* [WORK INSTRUCTIONS]:
Update the stretch from the start of the entries through the line that contains "positive clicks: (399, 246)", changing "rough mask" to "coarse mask" and keeping every other part of those lines the same.

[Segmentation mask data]
⁂
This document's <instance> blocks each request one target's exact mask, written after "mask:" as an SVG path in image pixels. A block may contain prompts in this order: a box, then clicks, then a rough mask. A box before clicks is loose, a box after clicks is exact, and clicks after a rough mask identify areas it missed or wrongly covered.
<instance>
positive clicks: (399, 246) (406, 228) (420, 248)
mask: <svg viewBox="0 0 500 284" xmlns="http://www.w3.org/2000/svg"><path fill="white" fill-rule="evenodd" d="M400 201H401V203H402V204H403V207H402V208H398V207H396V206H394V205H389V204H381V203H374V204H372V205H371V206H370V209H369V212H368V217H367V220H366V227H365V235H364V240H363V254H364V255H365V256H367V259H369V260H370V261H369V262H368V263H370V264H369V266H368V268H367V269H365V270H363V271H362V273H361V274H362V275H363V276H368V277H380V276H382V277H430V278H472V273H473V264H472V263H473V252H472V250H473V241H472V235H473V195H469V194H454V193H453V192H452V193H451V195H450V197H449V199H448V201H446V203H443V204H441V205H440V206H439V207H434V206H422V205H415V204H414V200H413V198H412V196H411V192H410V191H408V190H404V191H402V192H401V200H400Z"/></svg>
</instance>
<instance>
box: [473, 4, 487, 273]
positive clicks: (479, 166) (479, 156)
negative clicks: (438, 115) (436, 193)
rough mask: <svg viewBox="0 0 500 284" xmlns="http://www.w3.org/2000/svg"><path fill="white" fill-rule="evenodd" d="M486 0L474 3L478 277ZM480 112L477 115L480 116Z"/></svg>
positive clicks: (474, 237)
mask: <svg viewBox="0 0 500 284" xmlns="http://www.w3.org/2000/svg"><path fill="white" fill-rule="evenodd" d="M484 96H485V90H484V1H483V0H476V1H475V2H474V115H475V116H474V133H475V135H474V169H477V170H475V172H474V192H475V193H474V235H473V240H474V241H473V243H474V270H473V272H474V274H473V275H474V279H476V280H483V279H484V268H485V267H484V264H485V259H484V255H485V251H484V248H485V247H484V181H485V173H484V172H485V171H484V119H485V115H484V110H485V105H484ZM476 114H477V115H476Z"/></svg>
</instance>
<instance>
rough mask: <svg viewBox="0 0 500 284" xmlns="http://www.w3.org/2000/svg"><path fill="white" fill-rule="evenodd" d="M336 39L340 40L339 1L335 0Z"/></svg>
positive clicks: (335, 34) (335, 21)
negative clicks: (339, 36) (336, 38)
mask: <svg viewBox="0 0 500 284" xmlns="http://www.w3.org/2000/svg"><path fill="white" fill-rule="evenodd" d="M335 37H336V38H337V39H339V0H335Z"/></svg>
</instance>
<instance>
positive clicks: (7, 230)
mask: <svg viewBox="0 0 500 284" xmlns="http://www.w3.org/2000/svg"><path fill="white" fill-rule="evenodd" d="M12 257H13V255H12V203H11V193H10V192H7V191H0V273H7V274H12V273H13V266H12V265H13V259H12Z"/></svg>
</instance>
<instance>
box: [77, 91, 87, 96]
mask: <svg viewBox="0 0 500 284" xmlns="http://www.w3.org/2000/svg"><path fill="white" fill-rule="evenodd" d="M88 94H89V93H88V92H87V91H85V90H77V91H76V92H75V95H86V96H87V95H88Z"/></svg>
⁂
* [EXERCISE ANSWER]:
This document's <instance> blocks each request one target's exact mask, written after "mask:" as an SVG path in image pixels. A block may contain prompts in this order: a box, then clicks, then a coarse mask. A box before clicks is loose, a box after clicks is exact, and clicks after a coarse mask identify areas it missed or wrongly covered.
<instance>
positive clicks: (399, 246) (406, 228) (420, 248)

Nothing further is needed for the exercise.